***** Supplied data
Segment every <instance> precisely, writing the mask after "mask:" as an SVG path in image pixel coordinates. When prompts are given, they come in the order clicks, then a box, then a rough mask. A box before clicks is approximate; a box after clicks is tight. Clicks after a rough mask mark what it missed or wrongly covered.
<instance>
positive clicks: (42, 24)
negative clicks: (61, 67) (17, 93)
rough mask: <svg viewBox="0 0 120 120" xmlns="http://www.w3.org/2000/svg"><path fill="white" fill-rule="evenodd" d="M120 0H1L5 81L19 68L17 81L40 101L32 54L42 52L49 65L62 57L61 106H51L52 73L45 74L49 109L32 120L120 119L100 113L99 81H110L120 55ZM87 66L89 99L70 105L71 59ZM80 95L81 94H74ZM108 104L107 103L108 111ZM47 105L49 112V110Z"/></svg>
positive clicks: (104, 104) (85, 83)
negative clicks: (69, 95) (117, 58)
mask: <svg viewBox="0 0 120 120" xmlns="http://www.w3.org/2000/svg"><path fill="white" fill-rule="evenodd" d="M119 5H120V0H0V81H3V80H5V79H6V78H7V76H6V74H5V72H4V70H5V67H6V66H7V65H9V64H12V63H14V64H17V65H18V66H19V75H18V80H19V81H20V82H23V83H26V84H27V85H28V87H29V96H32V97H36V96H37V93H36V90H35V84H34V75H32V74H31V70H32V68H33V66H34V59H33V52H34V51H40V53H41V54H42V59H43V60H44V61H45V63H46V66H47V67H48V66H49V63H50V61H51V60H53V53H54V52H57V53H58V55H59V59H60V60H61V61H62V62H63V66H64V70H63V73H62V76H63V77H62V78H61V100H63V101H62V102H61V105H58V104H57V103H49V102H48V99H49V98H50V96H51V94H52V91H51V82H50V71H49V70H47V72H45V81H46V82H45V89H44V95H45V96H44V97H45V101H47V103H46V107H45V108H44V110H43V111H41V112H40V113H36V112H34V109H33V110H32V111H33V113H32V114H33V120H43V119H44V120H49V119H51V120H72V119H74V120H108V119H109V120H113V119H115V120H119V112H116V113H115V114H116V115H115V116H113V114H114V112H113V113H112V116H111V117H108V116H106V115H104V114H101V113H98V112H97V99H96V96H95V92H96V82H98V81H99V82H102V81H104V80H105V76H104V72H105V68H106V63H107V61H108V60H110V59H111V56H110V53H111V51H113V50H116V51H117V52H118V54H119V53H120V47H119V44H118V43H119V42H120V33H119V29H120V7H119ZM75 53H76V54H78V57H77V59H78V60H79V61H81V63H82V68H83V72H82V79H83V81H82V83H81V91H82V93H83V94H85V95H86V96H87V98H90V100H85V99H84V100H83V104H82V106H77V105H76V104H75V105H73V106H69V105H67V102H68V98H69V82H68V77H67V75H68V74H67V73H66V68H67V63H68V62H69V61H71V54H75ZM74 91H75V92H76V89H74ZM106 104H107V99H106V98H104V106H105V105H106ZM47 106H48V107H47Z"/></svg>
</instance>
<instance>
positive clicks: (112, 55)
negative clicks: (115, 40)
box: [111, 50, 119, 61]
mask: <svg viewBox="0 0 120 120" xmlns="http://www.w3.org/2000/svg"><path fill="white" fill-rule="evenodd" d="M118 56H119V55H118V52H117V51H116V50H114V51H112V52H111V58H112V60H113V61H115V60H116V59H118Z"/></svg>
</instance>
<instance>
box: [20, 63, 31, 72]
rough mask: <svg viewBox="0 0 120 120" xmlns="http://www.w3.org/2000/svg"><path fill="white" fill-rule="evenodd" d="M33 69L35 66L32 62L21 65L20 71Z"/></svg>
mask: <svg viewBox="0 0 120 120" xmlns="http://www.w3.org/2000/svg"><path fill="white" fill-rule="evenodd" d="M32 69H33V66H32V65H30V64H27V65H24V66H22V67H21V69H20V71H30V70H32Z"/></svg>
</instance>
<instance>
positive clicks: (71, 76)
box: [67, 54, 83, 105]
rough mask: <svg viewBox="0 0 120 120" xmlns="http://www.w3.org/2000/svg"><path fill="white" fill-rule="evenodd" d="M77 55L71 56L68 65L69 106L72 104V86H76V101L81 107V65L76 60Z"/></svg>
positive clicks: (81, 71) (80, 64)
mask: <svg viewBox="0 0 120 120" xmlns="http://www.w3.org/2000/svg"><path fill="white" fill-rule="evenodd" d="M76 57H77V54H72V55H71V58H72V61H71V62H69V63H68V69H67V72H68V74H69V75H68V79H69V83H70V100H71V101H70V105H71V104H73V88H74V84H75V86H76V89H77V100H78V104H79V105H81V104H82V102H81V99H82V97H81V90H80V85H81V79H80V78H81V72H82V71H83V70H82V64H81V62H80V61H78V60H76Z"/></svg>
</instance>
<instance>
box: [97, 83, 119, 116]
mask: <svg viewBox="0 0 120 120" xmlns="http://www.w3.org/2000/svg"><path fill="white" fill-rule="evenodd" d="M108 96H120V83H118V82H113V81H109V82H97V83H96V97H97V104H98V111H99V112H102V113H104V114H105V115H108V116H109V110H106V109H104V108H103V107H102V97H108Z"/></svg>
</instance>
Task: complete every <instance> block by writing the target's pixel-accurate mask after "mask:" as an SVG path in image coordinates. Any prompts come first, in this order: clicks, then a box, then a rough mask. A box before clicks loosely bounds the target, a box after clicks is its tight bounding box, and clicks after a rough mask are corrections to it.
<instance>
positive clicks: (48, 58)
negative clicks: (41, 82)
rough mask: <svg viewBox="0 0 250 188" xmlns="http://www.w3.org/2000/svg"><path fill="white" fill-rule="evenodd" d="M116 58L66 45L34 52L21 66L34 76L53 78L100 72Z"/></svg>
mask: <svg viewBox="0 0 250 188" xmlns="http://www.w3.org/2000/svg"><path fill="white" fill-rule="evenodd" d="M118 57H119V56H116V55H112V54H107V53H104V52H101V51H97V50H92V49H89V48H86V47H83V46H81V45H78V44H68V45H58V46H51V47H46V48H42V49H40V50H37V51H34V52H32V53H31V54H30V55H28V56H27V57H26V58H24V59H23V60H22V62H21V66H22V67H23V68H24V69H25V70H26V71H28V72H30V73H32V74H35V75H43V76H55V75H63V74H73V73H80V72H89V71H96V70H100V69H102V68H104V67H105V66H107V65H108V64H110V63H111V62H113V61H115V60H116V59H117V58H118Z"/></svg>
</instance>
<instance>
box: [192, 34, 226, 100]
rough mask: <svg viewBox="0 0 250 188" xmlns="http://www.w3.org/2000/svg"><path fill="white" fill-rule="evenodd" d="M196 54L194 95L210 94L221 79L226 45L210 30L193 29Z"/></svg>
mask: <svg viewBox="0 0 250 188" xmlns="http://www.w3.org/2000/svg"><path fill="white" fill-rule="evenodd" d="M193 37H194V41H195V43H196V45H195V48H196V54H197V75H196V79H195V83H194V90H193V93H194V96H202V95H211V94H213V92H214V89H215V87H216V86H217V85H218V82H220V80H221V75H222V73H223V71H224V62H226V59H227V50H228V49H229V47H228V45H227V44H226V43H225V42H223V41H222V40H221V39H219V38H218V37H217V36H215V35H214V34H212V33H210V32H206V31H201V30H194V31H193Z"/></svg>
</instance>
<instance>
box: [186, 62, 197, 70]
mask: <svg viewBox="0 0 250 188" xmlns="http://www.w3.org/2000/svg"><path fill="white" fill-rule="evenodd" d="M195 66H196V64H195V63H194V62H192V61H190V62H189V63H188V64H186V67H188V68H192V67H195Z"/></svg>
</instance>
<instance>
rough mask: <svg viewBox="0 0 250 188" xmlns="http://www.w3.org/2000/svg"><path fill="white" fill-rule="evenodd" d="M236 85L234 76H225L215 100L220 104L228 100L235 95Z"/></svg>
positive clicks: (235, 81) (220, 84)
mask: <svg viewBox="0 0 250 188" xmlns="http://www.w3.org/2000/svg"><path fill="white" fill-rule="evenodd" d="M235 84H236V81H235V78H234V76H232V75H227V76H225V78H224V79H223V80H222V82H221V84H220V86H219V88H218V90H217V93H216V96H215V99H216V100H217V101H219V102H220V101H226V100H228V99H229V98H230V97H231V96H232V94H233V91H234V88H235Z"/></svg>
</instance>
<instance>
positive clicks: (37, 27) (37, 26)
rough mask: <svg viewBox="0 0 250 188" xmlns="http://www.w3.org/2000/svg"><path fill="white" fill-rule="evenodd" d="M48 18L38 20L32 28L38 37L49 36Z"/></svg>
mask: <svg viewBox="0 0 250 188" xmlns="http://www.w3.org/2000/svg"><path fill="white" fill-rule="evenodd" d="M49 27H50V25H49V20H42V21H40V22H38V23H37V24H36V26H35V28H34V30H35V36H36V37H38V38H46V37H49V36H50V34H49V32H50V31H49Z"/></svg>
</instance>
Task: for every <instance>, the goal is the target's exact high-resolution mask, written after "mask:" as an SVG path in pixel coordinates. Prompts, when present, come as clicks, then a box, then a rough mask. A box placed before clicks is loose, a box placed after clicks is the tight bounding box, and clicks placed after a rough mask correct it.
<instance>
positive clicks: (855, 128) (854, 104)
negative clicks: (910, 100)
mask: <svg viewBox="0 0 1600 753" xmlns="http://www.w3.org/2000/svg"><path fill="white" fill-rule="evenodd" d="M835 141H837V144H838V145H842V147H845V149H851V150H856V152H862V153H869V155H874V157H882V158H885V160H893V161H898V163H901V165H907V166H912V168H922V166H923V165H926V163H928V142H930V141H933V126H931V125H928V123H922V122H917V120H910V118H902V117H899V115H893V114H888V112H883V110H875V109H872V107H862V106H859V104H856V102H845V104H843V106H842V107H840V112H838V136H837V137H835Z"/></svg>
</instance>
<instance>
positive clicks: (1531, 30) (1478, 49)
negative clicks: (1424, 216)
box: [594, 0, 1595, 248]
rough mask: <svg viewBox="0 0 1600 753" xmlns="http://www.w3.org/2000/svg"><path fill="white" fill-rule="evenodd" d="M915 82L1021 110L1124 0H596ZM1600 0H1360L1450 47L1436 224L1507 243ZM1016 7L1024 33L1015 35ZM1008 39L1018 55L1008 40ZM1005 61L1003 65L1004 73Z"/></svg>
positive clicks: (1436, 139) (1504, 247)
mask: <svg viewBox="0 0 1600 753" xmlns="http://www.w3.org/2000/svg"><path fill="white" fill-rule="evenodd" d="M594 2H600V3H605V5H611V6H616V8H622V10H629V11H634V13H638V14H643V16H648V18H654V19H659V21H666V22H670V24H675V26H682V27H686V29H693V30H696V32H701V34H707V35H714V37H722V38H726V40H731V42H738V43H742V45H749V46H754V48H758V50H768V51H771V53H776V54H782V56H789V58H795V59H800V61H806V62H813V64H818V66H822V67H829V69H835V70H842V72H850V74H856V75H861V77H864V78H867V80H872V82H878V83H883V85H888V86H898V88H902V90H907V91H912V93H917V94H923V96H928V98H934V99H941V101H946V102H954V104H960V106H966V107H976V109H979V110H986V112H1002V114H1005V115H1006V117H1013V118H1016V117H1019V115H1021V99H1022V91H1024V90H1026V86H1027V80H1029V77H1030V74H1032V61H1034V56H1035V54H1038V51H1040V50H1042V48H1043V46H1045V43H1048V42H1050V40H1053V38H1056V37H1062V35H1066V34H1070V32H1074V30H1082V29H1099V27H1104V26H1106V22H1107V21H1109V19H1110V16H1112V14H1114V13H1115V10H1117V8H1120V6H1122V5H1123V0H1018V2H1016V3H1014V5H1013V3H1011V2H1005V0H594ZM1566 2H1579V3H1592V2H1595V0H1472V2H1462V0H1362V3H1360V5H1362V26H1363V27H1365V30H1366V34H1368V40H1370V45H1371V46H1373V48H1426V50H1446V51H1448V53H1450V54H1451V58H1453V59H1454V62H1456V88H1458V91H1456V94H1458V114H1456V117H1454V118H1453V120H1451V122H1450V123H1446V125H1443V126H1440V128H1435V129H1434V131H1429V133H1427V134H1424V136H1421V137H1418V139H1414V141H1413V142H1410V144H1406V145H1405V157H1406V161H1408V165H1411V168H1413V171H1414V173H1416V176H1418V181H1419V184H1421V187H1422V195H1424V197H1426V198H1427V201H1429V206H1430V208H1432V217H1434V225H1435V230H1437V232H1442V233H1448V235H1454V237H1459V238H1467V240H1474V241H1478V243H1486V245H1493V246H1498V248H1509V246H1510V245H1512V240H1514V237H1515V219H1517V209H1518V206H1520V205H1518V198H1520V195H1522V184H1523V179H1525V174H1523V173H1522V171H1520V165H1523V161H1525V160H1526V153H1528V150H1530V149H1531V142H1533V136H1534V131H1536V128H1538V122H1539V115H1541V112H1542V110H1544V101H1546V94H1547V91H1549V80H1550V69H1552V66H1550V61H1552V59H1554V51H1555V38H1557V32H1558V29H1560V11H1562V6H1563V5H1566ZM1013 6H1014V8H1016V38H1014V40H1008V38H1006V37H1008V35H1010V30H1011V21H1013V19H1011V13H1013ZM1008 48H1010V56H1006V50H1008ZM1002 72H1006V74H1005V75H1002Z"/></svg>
**********
- To do: Copy word for word the data from its first line through the line with "positive clicks: (104, 104) (85, 83)", including both of those lines and nothing after them.

- Your response:
Segment every <instance> precisely, writing the mask after "mask:" as an SVG path in image pixel coordinates. When prompts are given, they come in the order clicks, then a box, then a rough mask. A box before clicks is approximate; a box after clicks is tight. Clicks after a rough mask mark what it missed or wrongly covered.
<instance>
positive clicks: (42, 24)
negative clicks: (61, 67) (17, 93)
rough mask: <svg viewBox="0 0 120 120" xmlns="http://www.w3.org/2000/svg"><path fill="white" fill-rule="evenodd" d="M120 0H1L5 81L19 68L17 81L40 101L32 54L42 52L49 65L62 57L61 106H51L52 73L45 74L49 109L32 120L120 119L100 113L99 81H110L120 55ZM87 66L89 99L70 105L71 59ZM80 95L81 94H74ZM108 104L107 103L108 111ZM47 105L49 112V110Z"/></svg>
positive clicks: (104, 104) (85, 83)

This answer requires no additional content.